■ **TEXTO DE ORIGEM**:
━━━

Uma crise institucional no meio de uma pandemia, com o ritmo de contágio de covid-19 a subir para níveis preocupantes e o país a ascender na hierarquia dos que têm mais casos confirmados, uma sociedade dividida sobre as medidas de confinamento, ministros com pastas-chave a saírem do Executivo e uma investigação para apurar se o Presidente incorreu em ações corruptas e se obstruiu à justiça. No meio disto tudo, Jair Bolsonaro nunca esteve numa posição tão frágil desde que foi eleito.
Os últimos dias foram insólitos, mas a conferência de imprensa de Sérgio Moro foi ainda mais. O ministro demissionário da Justiça, popular ex-juiz do caso Lava Jato e um poderoso membro do Governo, demitiu-se em protesto por o Presidente ter exonerado o diretor da Polícia Federal, acusando-o de querer interferir politicamente em processos judiciais e de ter nomeado alguém da sua confiança que lhe desse acesso a informações sobre investigações em curso – dois dos filhos de Bolsonaro estão sob investigação, assim como aliados políticos seus. O ex-ministro não estava a par da decisão e alegou ter sido surpreendido com a publicação do Diário Oficial, onde aparecia a sua assinatura sem a sua autorização. Alexandre Ramagem foi o eleito para o comando da polícia brasileira. Moro chegou mesmo a enviar alegadas mensagens de Bolsonaro ao Jornal Nacional, o mais popular jornal da noite no Brasil, para provar a insistência do Presidente em ter acesso aos casos, pondo alguém da sua confiança no topo da hierarquia da Polícia Federal.

━━━

■ **PROBLEMA**: Continue, por favor, o texto sobre a crise política em torno de Jair Bolsonaro, a partir da última frase apresentada.

━━━

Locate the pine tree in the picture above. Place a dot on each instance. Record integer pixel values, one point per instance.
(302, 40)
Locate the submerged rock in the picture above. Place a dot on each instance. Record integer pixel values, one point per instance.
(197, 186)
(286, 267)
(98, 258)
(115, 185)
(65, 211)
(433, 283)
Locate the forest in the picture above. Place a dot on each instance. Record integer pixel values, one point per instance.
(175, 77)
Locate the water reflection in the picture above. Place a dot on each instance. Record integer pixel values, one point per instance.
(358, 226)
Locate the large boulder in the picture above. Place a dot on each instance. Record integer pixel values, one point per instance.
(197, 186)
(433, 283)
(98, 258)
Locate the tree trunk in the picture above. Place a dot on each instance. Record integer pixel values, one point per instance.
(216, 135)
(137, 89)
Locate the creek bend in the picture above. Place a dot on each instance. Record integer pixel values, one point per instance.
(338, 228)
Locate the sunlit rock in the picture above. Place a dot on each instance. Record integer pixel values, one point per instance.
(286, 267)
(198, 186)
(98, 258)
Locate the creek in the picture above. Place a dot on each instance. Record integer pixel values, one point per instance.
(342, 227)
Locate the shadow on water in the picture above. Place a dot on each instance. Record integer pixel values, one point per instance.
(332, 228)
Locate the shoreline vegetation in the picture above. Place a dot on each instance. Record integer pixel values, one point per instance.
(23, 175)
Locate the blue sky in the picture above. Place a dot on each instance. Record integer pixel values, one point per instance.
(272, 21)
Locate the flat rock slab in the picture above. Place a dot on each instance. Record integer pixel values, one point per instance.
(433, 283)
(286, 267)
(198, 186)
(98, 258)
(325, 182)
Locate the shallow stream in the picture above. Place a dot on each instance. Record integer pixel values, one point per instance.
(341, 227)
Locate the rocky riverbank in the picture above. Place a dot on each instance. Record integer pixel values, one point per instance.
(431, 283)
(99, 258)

━━━

■ **RESULTADO DA TAREFA**:
O Supremo Tribunal Federal aprovou a abertura de um inquérito, por um período de 60 dias, para apurar a veracidade das declarações de Moro e se Bolsonaro incorreu em ações corruptas e de obstrução à justiça. Perante esta crise política, a nomeação de Ramagem – a quem a Folha de São Paulo se refere como «amigo do clã Bolsonaro» – foi anulada pelo Supremo Tribunal Federal e Bolsonaro revogou-a. Mas não a «engoliu», como o próprio disse, e apelidou a decisão como uma política de «canetada», reclamando não ter gostado ter sido desrespeitado pelo Supremo, segundo a Folha de São Paulo. Também disse respeitar a Constituição e «que tudo tem um limite».
Infeções aumentam a pique
O mundo tem estado com os olhos postos no Presidente brasileiro e na sua gestão controversa da crise pandémica, que acabou com a demissão do ministro da Saúde. Uma disputa pública que dividiu a sociedade brasileira sobre o assunto: 52% dos brasileiros são a favor do «isolamento social amplo»; 46% são a favor do retorno ao trabalho de pessoas fora do grupo de risco, concluiu um inquérito da Datafolha – no início de abril, apenas 37% dos entrevistados apoiavam o retorno ao emprego dos que não se encontravam no grupo de risco.
Uma fragmentação da sociedade brasileira perigosa, quando a curva de contágio por covid-19 trepa sem sinais de estar perto do topo da montanha. O país sul-americano tinha 25300 casos confirmados no dia 14 de abril. Nesta sexta-feira, o Brasil caminhava para os 80 mil.